*Pointing and labeling entries:*
--------

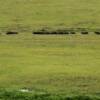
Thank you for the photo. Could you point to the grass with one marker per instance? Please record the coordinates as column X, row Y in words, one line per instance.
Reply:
column 23, row 15
column 54, row 64
column 54, row 67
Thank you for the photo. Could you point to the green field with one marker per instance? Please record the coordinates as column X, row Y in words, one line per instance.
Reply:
column 59, row 65
column 28, row 15
column 56, row 64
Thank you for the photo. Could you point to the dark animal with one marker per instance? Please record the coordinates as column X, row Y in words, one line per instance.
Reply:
column 84, row 33
column 97, row 33
column 11, row 33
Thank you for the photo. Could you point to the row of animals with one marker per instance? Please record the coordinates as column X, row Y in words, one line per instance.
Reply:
column 54, row 32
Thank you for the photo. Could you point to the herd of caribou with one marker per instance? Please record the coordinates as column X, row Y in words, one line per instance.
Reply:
column 67, row 31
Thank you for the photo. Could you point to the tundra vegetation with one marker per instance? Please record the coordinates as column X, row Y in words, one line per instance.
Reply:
column 49, row 67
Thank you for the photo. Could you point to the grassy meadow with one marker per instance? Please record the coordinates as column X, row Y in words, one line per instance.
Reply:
column 49, row 65
column 55, row 64
column 27, row 15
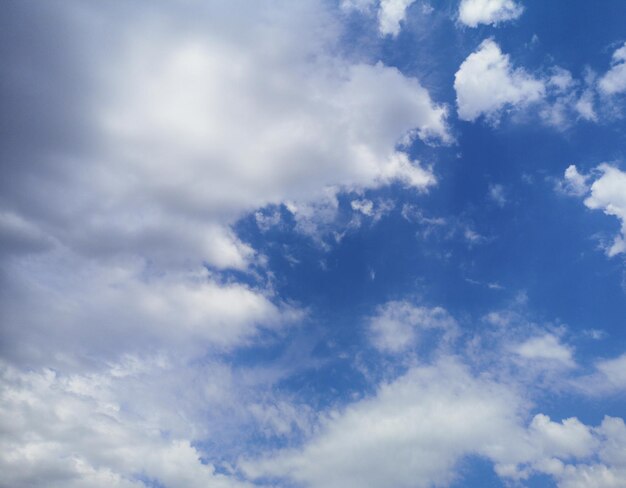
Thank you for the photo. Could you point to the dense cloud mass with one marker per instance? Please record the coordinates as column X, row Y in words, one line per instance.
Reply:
column 314, row 243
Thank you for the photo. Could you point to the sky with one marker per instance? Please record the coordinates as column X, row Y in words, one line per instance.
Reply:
column 313, row 244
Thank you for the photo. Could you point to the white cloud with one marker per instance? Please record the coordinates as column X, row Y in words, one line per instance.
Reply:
column 497, row 194
column 574, row 183
column 104, row 311
column 411, row 434
column 416, row 429
column 607, row 193
column 76, row 431
column 546, row 347
column 614, row 80
column 486, row 84
column 202, row 115
column 614, row 370
column 474, row 12
column 390, row 14
column 397, row 325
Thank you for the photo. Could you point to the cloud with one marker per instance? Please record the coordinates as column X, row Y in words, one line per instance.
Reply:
column 397, row 325
column 415, row 431
column 202, row 115
column 101, row 312
column 546, row 347
column 81, row 430
column 574, row 183
column 474, row 12
column 497, row 194
column 607, row 193
column 486, row 84
column 390, row 14
column 614, row 80
column 185, row 135
column 410, row 434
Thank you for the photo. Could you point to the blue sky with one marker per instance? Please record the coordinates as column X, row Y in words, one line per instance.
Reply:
column 318, row 244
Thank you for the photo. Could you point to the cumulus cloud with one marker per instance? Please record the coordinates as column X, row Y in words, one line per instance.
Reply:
column 390, row 13
column 75, row 431
column 486, row 84
column 194, row 122
column 614, row 80
column 475, row 12
column 607, row 193
column 397, row 325
column 416, row 430
column 547, row 348
column 105, row 311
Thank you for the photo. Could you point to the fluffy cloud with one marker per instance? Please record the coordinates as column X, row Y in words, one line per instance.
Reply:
column 411, row 434
column 75, row 431
column 545, row 348
column 416, row 429
column 391, row 13
column 474, row 12
column 189, row 120
column 105, row 311
column 607, row 193
column 614, row 80
column 190, row 126
column 486, row 83
column 397, row 325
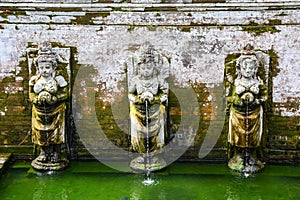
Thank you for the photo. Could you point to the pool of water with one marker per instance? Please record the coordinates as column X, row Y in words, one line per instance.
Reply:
column 179, row 181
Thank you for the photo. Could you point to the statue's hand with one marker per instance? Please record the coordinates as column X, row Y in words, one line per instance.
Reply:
column 247, row 97
column 53, row 100
column 44, row 97
column 132, row 98
column 164, row 98
column 147, row 96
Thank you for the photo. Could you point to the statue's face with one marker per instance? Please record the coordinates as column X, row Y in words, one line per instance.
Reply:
column 248, row 68
column 146, row 70
column 45, row 69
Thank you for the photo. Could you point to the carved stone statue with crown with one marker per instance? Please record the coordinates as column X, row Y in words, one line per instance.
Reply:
column 246, row 113
column 148, row 95
column 48, row 92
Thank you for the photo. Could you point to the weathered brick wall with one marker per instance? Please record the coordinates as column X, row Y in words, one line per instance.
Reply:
column 198, row 39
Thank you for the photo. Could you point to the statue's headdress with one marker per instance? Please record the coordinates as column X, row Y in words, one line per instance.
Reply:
column 147, row 55
column 45, row 54
column 247, row 53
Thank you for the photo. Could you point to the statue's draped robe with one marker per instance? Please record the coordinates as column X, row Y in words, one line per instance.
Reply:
column 246, row 123
column 48, row 124
column 245, row 128
column 156, row 114
column 48, row 120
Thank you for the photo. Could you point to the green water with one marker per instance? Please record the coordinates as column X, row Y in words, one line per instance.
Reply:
column 180, row 181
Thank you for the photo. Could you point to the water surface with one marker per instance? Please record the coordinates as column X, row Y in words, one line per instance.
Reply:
column 180, row 181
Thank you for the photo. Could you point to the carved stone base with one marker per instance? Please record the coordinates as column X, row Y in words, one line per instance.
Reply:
column 49, row 166
column 245, row 164
column 142, row 165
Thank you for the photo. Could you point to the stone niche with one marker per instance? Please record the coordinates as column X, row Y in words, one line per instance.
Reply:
column 200, row 42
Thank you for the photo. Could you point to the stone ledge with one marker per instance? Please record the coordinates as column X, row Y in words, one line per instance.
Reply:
column 191, row 6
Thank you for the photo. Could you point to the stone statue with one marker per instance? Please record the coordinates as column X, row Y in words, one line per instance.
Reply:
column 48, row 92
column 246, row 113
column 148, row 95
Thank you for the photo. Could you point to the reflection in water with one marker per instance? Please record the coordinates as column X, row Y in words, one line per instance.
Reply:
column 242, row 187
column 44, row 190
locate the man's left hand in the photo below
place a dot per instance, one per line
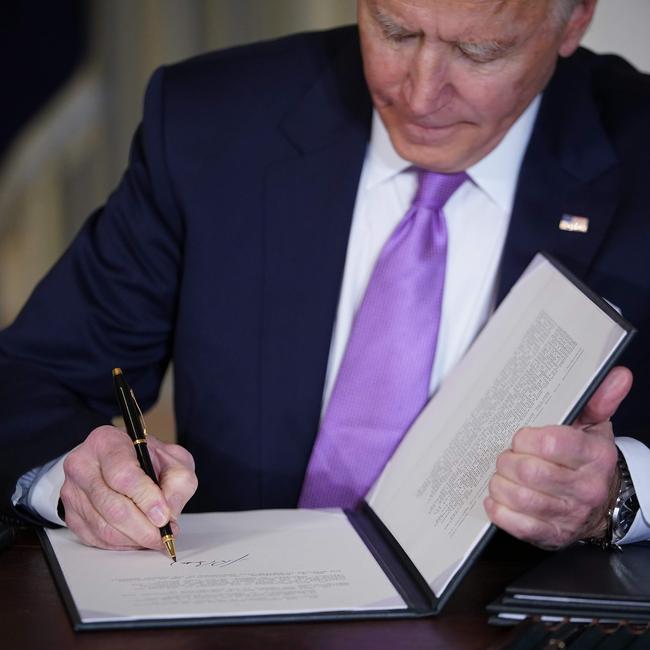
(555, 484)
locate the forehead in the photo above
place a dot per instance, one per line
(472, 17)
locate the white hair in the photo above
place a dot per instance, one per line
(564, 8)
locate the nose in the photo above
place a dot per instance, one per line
(427, 87)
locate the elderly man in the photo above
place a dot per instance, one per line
(250, 241)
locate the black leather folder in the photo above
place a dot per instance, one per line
(582, 582)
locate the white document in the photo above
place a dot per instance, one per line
(535, 359)
(265, 562)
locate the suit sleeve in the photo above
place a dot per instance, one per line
(109, 301)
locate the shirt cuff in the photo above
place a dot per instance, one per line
(637, 457)
(37, 491)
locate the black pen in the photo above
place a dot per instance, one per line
(137, 431)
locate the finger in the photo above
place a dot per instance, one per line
(520, 498)
(544, 534)
(88, 525)
(534, 473)
(567, 446)
(122, 473)
(118, 516)
(178, 481)
(607, 398)
(580, 491)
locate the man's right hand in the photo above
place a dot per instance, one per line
(111, 503)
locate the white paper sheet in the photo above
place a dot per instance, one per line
(533, 361)
(230, 564)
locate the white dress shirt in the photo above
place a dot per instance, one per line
(477, 218)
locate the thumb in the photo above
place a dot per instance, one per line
(607, 398)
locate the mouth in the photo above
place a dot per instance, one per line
(429, 133)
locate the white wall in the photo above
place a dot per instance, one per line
(622, 26)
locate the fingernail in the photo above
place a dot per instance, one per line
(176, 505)
(157, 516)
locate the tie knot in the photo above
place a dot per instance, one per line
(434, 190)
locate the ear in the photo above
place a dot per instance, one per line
(576, 26)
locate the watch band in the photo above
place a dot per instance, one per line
(621, 513)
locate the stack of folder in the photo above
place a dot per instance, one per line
(581, 584)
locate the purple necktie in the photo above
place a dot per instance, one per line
(383, 380)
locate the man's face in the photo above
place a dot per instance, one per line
(449, 77)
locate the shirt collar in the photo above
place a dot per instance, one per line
(496, 174)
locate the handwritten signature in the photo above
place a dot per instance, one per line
(197, 564)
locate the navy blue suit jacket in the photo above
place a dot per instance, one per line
(223, 247)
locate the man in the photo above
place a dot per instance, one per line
(243, 236)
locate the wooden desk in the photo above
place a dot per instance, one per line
(33, 617)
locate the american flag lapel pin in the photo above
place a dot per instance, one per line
(573, 223)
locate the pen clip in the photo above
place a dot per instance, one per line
(135, 401)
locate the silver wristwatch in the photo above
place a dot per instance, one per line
(626, 505)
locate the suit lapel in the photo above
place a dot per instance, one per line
(569, 168)
(309, 205)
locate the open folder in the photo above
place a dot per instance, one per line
(536, 362)
(581, 584)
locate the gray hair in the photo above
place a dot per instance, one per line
(563, 9)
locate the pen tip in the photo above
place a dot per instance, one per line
(168, 540)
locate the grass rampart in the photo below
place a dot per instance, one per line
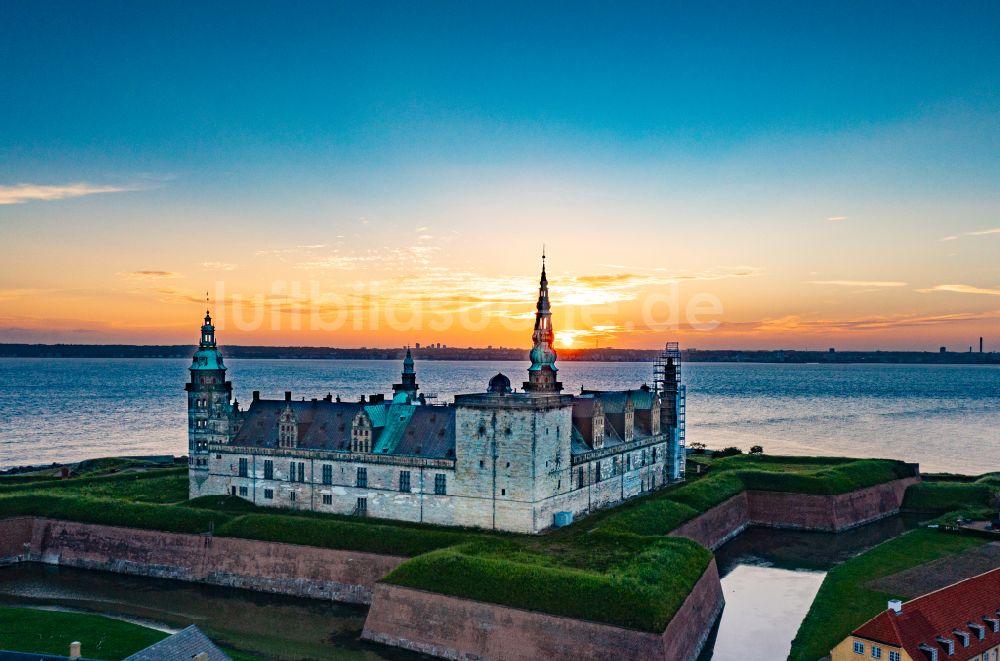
(50, 632)
(844, 601)
(615, 566)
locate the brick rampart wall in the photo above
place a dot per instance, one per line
(304, 571)
(775, 509)
(456, 628)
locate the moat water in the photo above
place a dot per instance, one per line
(947, 418)
(769, 578)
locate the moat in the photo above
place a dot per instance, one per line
(769, 578)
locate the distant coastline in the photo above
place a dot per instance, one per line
(609, 355)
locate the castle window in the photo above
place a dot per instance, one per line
(361, 433)
(288, 429)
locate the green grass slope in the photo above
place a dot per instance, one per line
(844, 602)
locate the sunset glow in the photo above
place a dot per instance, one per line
(335, 198)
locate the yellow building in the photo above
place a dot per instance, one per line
(960, 622)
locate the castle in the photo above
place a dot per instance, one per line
(502, 459)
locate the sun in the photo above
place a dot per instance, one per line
(566, 338)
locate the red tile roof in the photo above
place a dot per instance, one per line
(938, 614)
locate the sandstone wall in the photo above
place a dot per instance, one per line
(455, 628)
(775, 509)
(828, 513)
(718, 525)
(304, 571)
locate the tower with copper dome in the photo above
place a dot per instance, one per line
(210, 409)
(542, 377)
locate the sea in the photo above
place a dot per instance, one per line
(946, 418)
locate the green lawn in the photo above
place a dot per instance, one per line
(844, 602)
(51, 632)
(614, 566)
(105, 638)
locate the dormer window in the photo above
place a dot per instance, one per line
(597, 430)
(629, 420)
(654, 416)
(288, 429)
(361, 433)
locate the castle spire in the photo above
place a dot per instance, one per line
(542, 373)
(408, 380)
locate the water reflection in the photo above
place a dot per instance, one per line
(271, 626)
(770, 578)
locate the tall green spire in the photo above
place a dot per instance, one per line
(542, 373)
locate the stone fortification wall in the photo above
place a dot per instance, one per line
(775, 509)
(456, 628)
(304, 571)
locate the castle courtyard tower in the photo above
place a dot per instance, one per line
(542, 373)
(210, 410)
(408, 379)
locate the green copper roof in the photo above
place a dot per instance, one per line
(397, 417)
(207, 359)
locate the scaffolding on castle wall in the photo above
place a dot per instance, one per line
(672, 350)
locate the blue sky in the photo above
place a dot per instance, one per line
(731, 133)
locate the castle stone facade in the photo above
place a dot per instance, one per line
(500, 459)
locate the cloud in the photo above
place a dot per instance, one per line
(150, 275)
(795, 324)
(992, 230)
(857, 283)
(21, 193)
(961, 289)
(219, 266)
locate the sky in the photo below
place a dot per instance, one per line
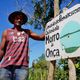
(9, 6)
(36, 48)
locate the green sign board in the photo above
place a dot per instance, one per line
(63, 35)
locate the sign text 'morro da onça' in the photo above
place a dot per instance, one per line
(60, 33)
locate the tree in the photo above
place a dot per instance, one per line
(44, 11)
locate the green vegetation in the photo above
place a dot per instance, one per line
(39, 69)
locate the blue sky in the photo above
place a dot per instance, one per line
(9, 6)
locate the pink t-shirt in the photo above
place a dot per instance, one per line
(16, 49)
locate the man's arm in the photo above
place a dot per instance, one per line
(2, 45)
(37, 37)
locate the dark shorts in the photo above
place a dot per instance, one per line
(14, 73)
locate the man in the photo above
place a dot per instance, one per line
(14, 48)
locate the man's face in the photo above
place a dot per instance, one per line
(18, 20)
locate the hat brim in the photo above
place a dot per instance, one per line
(14, 14)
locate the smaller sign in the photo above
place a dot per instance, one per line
(63, 35)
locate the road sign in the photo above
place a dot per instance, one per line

--------

*What you need to do:* Take the line containing "locate the green copper" and every line after it up to the end of the entries, and quote them exactly. Both ends count; the pictures do not.

*Exercise response:*
locate the green copper roof in the photo above
place a dot per instance, one per line
(397, 417)
(207, 359)
locate the scaffolding on castle wall in the photo above
place a dot per instance, one per line
(672, 350)
locate the blue sky in the photo above
place a dot per instance, one per line
(731, 133)
locate the castle stone facade in the photo above
place a dot per instance, one per line
(500, 459)
locate the cloud in the photo above
place a dot per instance, one per line
(150, 275)
(795, 324)
(992, 230)
(857, 283)
(21, 193)
(961, 289)
(219, 266)
locate the sky in the photo below
place a dot per instance, one per line
(9, 6)
(36, 48)
locate the green sign board in the photo above
place a dot per instance, one per line
(63, 35)
locate the sign text 'morro da onça' in the photo above
place a dot per instance, one per line
(60, 33)
locate the tree in the photo above
place a dot per instance, one per line
(44, 11)
locate the green vegetation in the photo above
place a dot per instance, one per line
(39, 69)
locate the blue sky in the photo above
place a dot per instance, one per line
(9, 6)
locate the pink t-shirt in the photo above
place a dot per instance, one per line
(16, 49)
locate the man's arm in the photo above
place a dot per instance, one per line
(2, 45)
(37, 37)
locate the dark shorts in the photo above
place a dot per instance, one per line
(14, 73)
locate the man in the photo above
place a dot per instance, one per line
(14, 48)
locate the man's face in the photo above
place a dot per instance, one per line
(18, 20)
locate the hat brim in the photo above
place a dot per instance, one per line
(14, 14)
locate the smaller sign in the photo above
place a dot per instance, one per line
(63, 35)
locate the road sign in the photo above
place a dot per instance, one per line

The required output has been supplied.